### Objective
Omit the images, then print each record below exactly as it reads.

### Dataset rows
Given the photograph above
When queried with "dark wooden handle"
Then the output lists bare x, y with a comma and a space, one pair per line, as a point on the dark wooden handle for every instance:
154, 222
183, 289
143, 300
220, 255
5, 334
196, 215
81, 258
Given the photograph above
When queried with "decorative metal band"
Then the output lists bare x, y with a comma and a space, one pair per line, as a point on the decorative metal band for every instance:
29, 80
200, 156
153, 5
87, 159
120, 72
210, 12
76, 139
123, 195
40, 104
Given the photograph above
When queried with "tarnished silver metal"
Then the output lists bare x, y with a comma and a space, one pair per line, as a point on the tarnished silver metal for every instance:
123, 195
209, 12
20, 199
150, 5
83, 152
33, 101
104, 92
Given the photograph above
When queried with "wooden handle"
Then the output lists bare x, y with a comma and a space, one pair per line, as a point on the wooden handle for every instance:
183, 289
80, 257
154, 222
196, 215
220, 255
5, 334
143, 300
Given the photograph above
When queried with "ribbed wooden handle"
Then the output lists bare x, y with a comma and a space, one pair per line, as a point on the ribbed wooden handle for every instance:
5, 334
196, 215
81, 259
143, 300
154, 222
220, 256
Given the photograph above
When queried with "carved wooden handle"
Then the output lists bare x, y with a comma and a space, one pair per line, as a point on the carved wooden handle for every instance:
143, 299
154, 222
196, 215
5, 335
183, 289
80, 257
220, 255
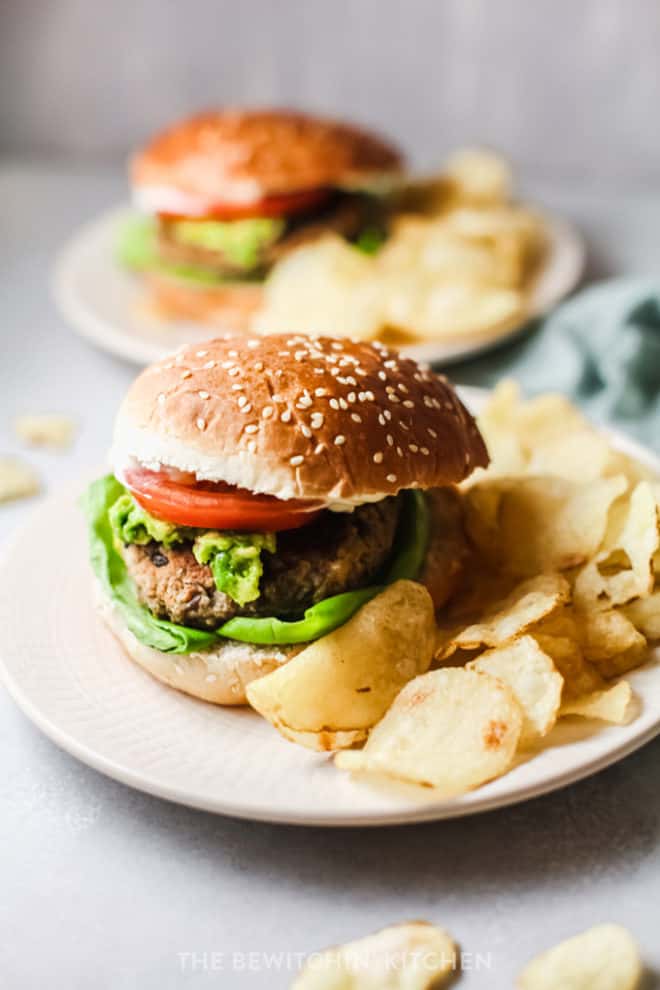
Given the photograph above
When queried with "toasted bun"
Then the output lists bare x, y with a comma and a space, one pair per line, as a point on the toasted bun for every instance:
219, 676
240, 156
225, 307
299, 417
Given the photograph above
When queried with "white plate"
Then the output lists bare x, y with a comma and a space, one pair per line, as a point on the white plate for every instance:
101, 300
68, 674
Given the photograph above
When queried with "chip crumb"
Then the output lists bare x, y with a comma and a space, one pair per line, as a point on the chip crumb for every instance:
17, 479
45, 430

### Task solution
Given the photograph above
When queried with "dark wooden handle"
Then the output lists bare x, y with a comma and a space, one pair per line, as a point on the dark wooden handle for every instance:
154, 222
183, 289
143, 300
220, 255
5, 334
196, 215
81, 258
Given the photograph above
When queried with "decorative metal band"
Then the output lists bare x, y with a comma and a space, one pair per line, as a point on the decorative metal band for every instance:
29, 80
200, 156
153, 5
87, 159
120, 72
210, 12
76, 139
123, 195
40, 104
Given the photograph above
When queried with "tarnished silver metal"
Then the output lists bare x, y with a comma and a space, one pair per line, as a point on the tarnished silver metal for every instance:
123, 195
209, 12
20, 199
150, 5
83, 152
33, 101
104, 92
Given the photograph above
When queried with "wooden handle"
Then the output lists bare x, y with a comma and a space, one pair per line, as a point on the wooden handle for every instance:
183, 289
80, 257
154, 222
196, 215
220, 255
5, 334
143, 300
Given the photograph above
When queried with "ribbed wooden handle"
Then the output lists bare x, y with a comma and a space, one pair per line, as a point on the ribbed wooden handle for every instance:
5, 334
196, 215
81, 259
143, 300
154, 222
220, 256
Given the photograph above
When queried with "carved wooden handle"
Then the output lists bare x, y with a comma and a space, one pair per line, as a point on the carved wooden handle for every instance:
143, 299
154, 222
196, 215
5, 335
183, 289
80, 257
220, 255
Given the photograph above
When queried with "toasted bun"
Then the output lists bare x, y with a comma and a space, one pair per line, as a point on the toasted bun for every instance:
219, 676
240, 156
225, 307
299, 417
Given the photograph above
When queried with "white plate"
Then the output lists bare x, y with a comma and a space, one pair per line, as a point on the white plate for every instance:
101, 300
68, 674
Given the photograph above
When queried with "chip crumb"
Then the output lists bare x, y with a comma and a space, one pair per line, as a point on the chip crumb for every instance:
17, 479
45, 430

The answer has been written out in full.